__Task details__. Give back, unchanged, the part of the listing below that runs from its first line through the line containing "0 123 62 233". Include both of those lines.

__Material to process__.
# # #
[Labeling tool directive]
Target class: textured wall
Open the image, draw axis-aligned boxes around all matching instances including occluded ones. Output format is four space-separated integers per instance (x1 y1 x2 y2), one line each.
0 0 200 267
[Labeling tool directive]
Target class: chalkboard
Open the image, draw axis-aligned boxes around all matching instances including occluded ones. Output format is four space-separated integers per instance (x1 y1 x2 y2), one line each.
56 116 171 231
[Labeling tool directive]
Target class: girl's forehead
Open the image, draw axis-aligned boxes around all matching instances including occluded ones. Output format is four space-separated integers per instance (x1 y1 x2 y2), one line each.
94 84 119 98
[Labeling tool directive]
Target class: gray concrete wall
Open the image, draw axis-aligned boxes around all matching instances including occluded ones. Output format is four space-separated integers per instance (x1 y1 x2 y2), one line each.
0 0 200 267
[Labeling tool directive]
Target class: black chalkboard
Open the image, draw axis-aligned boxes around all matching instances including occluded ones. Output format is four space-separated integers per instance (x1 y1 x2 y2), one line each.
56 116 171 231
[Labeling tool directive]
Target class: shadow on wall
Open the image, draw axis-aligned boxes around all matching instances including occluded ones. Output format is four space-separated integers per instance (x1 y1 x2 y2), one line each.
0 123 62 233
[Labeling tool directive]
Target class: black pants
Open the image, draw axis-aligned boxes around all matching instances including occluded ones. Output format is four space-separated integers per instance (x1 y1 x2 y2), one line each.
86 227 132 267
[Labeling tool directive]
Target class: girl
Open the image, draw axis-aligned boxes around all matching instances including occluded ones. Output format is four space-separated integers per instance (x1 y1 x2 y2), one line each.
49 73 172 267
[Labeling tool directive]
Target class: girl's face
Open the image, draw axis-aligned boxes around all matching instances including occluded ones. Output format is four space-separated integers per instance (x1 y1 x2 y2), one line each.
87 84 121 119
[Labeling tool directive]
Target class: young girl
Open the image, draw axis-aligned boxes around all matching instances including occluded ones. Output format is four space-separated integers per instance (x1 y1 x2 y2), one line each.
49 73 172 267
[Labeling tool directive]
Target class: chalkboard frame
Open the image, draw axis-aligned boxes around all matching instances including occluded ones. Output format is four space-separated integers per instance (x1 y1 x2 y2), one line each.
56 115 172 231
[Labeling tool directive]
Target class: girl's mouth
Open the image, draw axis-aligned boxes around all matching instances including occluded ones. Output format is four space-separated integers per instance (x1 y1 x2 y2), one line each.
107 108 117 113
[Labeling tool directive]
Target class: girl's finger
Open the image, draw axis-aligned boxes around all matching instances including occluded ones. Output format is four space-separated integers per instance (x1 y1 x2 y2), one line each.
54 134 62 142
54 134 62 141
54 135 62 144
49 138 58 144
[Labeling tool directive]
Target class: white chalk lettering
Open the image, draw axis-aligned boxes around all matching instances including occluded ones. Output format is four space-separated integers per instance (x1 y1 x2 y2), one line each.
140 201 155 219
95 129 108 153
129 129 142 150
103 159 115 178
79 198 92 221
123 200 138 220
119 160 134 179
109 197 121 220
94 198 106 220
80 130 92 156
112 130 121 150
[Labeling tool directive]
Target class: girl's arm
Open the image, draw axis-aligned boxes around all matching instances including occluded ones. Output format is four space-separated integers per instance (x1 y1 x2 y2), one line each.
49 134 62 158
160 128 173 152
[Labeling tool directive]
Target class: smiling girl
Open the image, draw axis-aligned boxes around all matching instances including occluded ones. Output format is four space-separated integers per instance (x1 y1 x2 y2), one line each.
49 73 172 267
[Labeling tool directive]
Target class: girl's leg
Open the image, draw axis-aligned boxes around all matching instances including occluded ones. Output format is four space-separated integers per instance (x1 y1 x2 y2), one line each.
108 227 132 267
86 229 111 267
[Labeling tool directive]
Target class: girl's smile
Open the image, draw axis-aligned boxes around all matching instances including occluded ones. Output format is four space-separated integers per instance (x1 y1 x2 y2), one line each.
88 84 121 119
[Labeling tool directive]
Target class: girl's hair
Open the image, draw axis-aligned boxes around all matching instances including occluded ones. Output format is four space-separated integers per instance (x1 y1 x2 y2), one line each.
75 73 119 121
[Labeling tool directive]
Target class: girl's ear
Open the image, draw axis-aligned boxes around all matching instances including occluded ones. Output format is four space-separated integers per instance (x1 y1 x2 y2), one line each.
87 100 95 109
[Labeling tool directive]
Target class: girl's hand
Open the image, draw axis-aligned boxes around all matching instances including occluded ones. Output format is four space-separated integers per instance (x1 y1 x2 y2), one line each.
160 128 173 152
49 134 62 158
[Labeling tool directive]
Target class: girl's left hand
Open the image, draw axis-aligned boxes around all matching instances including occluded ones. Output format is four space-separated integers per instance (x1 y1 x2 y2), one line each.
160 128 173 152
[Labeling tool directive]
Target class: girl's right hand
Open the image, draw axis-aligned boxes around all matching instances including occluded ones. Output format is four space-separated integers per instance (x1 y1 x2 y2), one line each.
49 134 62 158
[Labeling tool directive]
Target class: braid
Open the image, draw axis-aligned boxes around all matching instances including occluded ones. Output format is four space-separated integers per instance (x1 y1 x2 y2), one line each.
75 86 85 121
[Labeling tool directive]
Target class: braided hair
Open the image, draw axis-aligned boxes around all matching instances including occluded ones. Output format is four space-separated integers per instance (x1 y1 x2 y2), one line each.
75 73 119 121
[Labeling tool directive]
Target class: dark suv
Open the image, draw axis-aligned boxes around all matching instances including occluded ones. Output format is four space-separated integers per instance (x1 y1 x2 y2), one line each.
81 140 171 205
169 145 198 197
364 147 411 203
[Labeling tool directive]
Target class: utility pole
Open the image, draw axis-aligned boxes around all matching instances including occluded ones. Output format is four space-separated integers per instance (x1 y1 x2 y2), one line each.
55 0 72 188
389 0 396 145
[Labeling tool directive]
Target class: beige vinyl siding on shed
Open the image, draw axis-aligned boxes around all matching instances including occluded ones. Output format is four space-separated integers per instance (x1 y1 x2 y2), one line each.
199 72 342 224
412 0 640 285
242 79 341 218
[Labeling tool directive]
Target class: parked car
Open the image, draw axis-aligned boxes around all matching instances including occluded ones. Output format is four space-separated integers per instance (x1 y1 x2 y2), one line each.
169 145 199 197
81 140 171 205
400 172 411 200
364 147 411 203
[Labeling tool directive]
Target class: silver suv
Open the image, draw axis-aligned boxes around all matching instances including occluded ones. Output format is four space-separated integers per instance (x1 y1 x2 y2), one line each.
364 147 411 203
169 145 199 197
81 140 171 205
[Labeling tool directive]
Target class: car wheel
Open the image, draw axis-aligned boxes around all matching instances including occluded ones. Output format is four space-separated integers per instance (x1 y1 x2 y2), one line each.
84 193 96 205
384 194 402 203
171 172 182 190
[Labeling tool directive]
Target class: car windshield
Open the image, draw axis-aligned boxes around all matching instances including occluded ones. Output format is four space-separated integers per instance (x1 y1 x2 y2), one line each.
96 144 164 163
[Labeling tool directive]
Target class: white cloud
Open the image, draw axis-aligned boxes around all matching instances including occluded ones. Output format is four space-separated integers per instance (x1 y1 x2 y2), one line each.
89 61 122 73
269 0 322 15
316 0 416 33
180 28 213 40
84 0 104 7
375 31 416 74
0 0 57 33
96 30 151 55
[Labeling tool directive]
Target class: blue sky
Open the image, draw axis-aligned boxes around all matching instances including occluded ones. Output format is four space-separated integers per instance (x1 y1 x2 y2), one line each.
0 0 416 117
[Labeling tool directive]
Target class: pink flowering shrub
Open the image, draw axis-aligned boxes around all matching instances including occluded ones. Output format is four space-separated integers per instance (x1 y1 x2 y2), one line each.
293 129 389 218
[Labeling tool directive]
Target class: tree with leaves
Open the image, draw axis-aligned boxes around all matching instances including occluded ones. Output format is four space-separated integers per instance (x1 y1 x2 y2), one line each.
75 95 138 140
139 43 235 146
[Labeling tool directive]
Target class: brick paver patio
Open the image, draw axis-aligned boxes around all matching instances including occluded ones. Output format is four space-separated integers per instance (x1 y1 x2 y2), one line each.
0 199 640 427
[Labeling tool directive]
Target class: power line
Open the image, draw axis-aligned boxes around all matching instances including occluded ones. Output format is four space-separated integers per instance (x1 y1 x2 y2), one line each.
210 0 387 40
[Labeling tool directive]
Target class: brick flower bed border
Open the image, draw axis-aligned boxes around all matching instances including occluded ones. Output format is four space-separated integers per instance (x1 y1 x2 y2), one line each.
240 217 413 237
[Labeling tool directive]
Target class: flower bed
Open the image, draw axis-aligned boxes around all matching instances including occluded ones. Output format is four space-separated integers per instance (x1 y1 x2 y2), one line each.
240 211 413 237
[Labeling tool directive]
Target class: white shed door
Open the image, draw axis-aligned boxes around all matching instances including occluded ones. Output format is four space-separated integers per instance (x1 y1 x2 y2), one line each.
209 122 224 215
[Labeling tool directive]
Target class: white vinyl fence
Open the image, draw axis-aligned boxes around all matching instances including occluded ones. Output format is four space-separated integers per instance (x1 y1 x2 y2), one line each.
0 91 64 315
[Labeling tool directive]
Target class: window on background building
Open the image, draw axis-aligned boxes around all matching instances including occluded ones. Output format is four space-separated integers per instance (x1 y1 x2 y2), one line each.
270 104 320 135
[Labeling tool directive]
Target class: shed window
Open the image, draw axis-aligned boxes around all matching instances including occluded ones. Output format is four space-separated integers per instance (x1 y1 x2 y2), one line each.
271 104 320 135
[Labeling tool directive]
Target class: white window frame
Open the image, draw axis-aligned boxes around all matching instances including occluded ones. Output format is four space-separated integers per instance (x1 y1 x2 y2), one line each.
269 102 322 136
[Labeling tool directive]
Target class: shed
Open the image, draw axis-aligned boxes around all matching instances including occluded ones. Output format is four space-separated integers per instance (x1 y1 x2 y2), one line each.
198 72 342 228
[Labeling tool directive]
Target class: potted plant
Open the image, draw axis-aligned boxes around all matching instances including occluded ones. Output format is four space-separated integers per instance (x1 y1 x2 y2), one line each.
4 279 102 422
# # #
__Exercise solution__.
[Labeling tool directive]
Target class: textured wall
Open the image, draw axis-aligned boxes around all matching instances including occluded ones. Output format is four space-separated integers per instance (x1 y1 x2 y2), one line each.
0 0 200 267
[Labeling tool directive]
Target class: chalkboard
Open the image, draw axis-aligned boxes around all matching instances including occluded ones. Output format is four space-separated integers per instance (x1 y1 x2 y2), one line each.
56 116 171 231
[Labeling tool directive]
Target class: girl's forehead
Open the image, draw axis-aligned boxes around all matching instances including occluded ones. Output format is four space-separated integers per instance (x1 y1 x2 y2), one line each.
94 84 119 98
[Labeling tool directive]
Target class: gray concrete wall
Open the image, draw axis-aligned boxes around all matching instances including occluded ones. Output format is four space-separated integers per instance (x1 y1 x2 y2), one line each.
0 0 200 267
[Labeling tool directive]
Target class: black chalkboard
Open the image, draw axis-aligned boxes around all matching instances including occluded ones. Output format is four space-separated integers per instance (x1 y1 x2 y2), one line each.
56 116 171 231
[Labeling tool directive]
Target class: shadow on wall
Open the image, draw axis-aligned boxes around all matching instances including occluded ones. Output format is four space-separated integers per instance (x1 y1 x2 y2), one line each.
0 123 62 233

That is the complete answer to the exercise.